* **GIVEN TEXT**
BEGIN
- Born: April 18, 1898 Terre Haute, Indiana, United States
- Died: November 25, 1980 (aged 82)
- Education: Grinnell College University of Paris
- Known for: Photochemistry
- Awards: Priestley Medal (1954) Willard Gibbs Award (1956)
- Scientific career
- Fields: Chemistry
- Workplaces: University of California, Berkeley University of Chicago Brown University University of Rochester University of Texas at Austin
- Doctoral advisor: Henry Le Chatelier

= W. Albert Noyes Jr. =

American chemist (1898–1980)

William Albert Noyes Jr. (April 18, 1898 – November 25, 1980), commonly known as W. Albert Noyes Jr., was an American chemist known for his contributions to photochemistry. During World War II, he was a leader in U.S. defense research efforts. He chaired the chemistry department at the University of Rochester, edited several important chemistry journals, and throughout his career was a prominent voice for international scientific cooperation. He was the son of the renowned chemist William A. Noyes; they became the first father-son pair to win the Priestley Medal, the highest honor given by the American Chemical Society.

==Early life==
William Albert Noyes Jr. was born on April 18, 1898, in Terre Haute, Indiana, the son of American chemist William A. Noyes, who was then a professor at the Rose Polytechnic Institute. When his father was offered a position at the National Bureau of Standards, the family moved to Baltimore, Maryland, where Noyes often accompanied his father to his laboratory on the campus of Johns Hopkins University. There, the young Noyes met prominent scientists and was introduced to chemistry. In 1907, when his father was offered a faculty position at the University of Illinois, Noyes moved to Urbana, Illinois, where he was raised.

Noyes enrolled at Grinnell College in 1914, but enlisted in the military in 1917, after the United States entered World War I. He went to France, where he served as an interpreter and radio operator. Grinnell College awarded him a bachelor's degree when his military enlistment ended in 1919. He then decided to enroll at the University of Paris (Sorbonne), where he studied in the lab of Henry Le Chatelier and earned his Ph.D. in chemistry in 1920.
END
* **MATERIAL PROVIDED**
BEGIN
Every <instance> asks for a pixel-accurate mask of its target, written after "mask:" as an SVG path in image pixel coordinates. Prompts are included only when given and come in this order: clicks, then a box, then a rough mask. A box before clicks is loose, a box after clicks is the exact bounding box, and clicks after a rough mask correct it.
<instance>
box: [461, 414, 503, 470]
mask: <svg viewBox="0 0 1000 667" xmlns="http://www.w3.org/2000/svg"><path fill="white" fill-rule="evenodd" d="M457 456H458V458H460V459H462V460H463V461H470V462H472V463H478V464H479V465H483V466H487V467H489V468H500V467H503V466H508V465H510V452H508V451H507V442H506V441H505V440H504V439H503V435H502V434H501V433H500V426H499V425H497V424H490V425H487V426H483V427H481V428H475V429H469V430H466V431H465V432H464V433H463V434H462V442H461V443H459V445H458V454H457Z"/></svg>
END
* **TASKS TO CARRY OUT**
1 - Translate this sentence from the W. Albert Noyes Jr. biography into Spanish: "He went to France, where he served as an interpreter and radio operator."
2 - Proceed with the W. Albert Noyes Jr. biography from its last sentence.

* **ANSWERS GIVEN**
1 - Fue a Francia, donde sirvió como intérprete y operador de radio.

2 -
==Career==
Noyes began his scientific and academic career at the University of California, Berkeley, where he was a teaching fellow under Joel Henry Hildebrand. In 1921, he joined the faculty of the University of Chicago, where he remained for seven years. In 1925, he participated in a conference of the Faraday Society in Oxford, which has been called "the most important photochemistry meeting ever held." There, he delivered a paper called "The Formation of Polar Compounds by Photochemical Reactions." In 1929, he joined the faculty of Brown University, where he continued to build a reputation as a leading expert in photochemistry. During this period, he collaborated with Philip Leighton of Stanford University to write an influential textbook, The Photochemistry of Gases, which appeared in 1941.

In 1938, Noyes accepted an offer to join the University of Rochester as chair of the chemistry department. By 1940, he became involved in efforts to help the United States prepare for its entry into World War II by meeting regularly with the National Defense Research Committee and various universities involved in defense research. After the United States entered the war, Noyes was named head of the Chemical Warfare and Smoke Division of the newly formed Office of Scientific Research and Development. Throughout the war, he continued to teach at Rochester while conducting defense research, which required frequent travel to England and elsewhere. He also served as an editor of Chemical Reviews, a journal his father founded. After the war ended, he returned to Rochester full time, where he was the Charles Frederick Houghton Professor of Chemistry and remained chair of the chemistry department. In 1947, he served a term as president of the American Chemical Society. At the same time, he was instrumental in promoting international scientific cooperation, chiefly through his involvement in the formation of UNESCO. He was appointed dean of graduate studies at Rochester in 1952 and then acting dean of the college of arts and sciences in 1956. He also served as the editor of the Journal of the American Chemical Society from 1950 to 1962 and the Journal of Physical Chemistry from 1952 to 1964.

In 1963, Noyes joined the faculty of the University of Texas at Austin, where he continued to teach and conduct research until his retirement in 1973.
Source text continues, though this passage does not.